- [Problems]:
[1] Return everything in the wood roof article from "Keep reading the" down to "a wood look-alike.", copied word for word.
[2] Resume the article on how long wood roofs last, picking up right after its final sentence.

- [Reading passage]:
========================
A wood roof usually lasts about 30 years, with a range of 15-80 years. The longevity of your wood roof depends on several factors. These factors include:

  • Type of wood
  • Frequency of maintenance
  • Proper home and yard care
  • Local climate

Keep reading the rest of this post for a complete rundown on each of the factors listed above. This post will inform you about wood roof longevity and what steps to take to increase that longevity. In addition, we answer several related questions to ensure you make a wise roofing decision.

A cedar shake roofing of a house, How Long Does A Wood Roof Last?

Factors That Influence The Longevity Of Your Wood Roof

Type of Wood

Perhaps the most important factor impacting wood roof longevity is the type, or species, of wood. While cedar is the most common wood used for roofing, tropical hardwoods such as wallaba and teak are also available. Alternatively, composite shakes and shingles have entered the market as a wood look-alike.

Cedar

A wooden roofing of a house

While estimations vary, cedar roofs last approximately 30 years with proper maintenance. For comparison, cheaper asphalt shingles last 15-20 years but require a little less maintenance. However, cedar is naturally moisture-, rot-, and insect-resistant. These features allow your roof to have a natural cedar look without requiring any treatments or stains.

Cedar roofs will eventually weather to a golden grayish color. Since cedar was the roofing material of choice for most of the history of the US, it imparts a very classic farmhouse look. 

Tropical Hardwoods

A detailed photo of a wooden roofing

The tropical hardwoods of wallaba and teak are also roofing options. Wallaba, while costing approximately 40% more than cedar, lasts significantly longer at around 45 years. Teak, while even more expensive, is advertised to last up to 80 years. These hardwoods are certainly unique and long-lasting but must be imported from the tropics.

Composite Shingles

While not technically a wood, composite shingle technology often looks like the real thing. These shingles are a combination of materials such as asphalt, fiberglass, and paper products. They are even more resistant to moisture and sun than wood shingles and are advertised to last up to 50 years.

Frequency of Maintenance

All roofs require maintenance, and wood roofs are no exceptions. Experts recommend that you inspect your wood roof yearly for any issues. When inspecting your wood roof, look for debris, moss and mildew, and cracked or missing shingles. It usually makes sense to perform this maintenance once spring has fully sprung.

Click here for a full roofing safety kit from Amazon.

While working on your roof, be sure to take the proper safety steps. Wear shoes with metal spikes on the bottom or, even better, rope off. Modern roofs usually have tie points for your rope. Wood roofs can be very slick even when dry and if you are not careful, you will find yourself falling. To avoid this danger, hire a professional to perform your wood roof maintenance.

Debris Removal

Once identified, the first step is to remove all debris such as pine needles, leaves, branches, etcetera from your roof. Remember, wood roofing materials are rot-resistant, not rot-impenetrable. Debris traps moisture against your roof therefore speeding up the process of decay.

Shingle Repair and Replacement

Each year, it is smart to remove all cracked or broken shingles and replace them. Also, fill back in any missing shingles. This process is relatively simple but requires a few special tools and a trip to the lumber warehouse to find matching shingle material.

Click here for a shingle ripping bar on Amazon.
========================
- [Data section]:
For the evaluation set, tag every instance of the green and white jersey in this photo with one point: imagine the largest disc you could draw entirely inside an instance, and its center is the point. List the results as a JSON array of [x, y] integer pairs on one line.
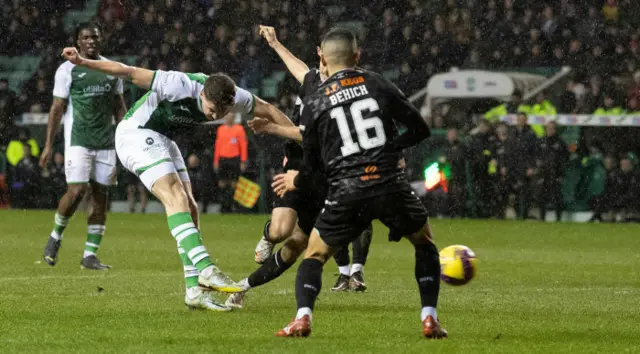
========================
- [Results for the exercise]:
[1]
Keep reading the rest of this post for a complete rundown on each of the factors listed above. This post will inform you about wood roof longevity and what steps to take to increase that longevity. In addition, we answer several related questions to ensure you make a wise roofing decision.

A cedar shake roofing of a house, How Long Does A Wood Roof Last?

Factors That Influence The Longevity Of Your Wood Roof

Type of Wood

Perhaps the most important factor impacting wood roof longevity is the type, or species, of wood. While cedar is the most common wood used for roofing, tropical hardwoods such as wallaba and teak are also available. Alternatively, composite shakes and shingles have entered the market as a wood look-alike.

[2]
Using the prying ability of a shingle ripping bar and a hammer, gently pry away all of the broken shingles. It is important to be careful here so you do not break any additional shingles. Then use the hooked blades on the shingle ripping bar and a hammer to cut and bend the nails which remain under the good singles.

Starting at the bottom course of bad shingles, replace the shingles using the existing pattern. Be sure to use galvanized roofing nails, and drive the nails under the upper course of shingles so no nail-hole is exposed to the elements. If you are only replacing a single shingle, this means pounding the nail just under the lip of the upper shingle, and maybe even finishing it with a nail punch.

Remember, even if you are using the exact shingles, the degree of weathering will leave the new looking different from the old. After a year or two, the difference will be unnoticeable. Check out this video for a great visual how-to on the instructions above:

Roof Cleaning

To clean a wooden roof properly, use a light bleach solution of about 5% bleach to water. Anything stronger can break down the shingles, decreasing their strength. And since the goal of cleaning a roof is to scrape away any lichen or moss, a stronger cleaner is unnecessary.

Click here for an appropriate brush on Amazon. 

Using a sponge or long-handled brush, clean all the lichen and moss off the roof. After waiting 15 minutes for the cleaner to set a little, wash the cleaner off with water. By cleaning the moss and lichen away, you are removing places for moisture to sit on your roof.

Proper Home and Yard Care

There are a few additional steps you can take to increase your wood roof’s longevity. These include properly trimming surrounding trees, ensuring appropriate attic ventilation, and installing copper or zinc ridge caps.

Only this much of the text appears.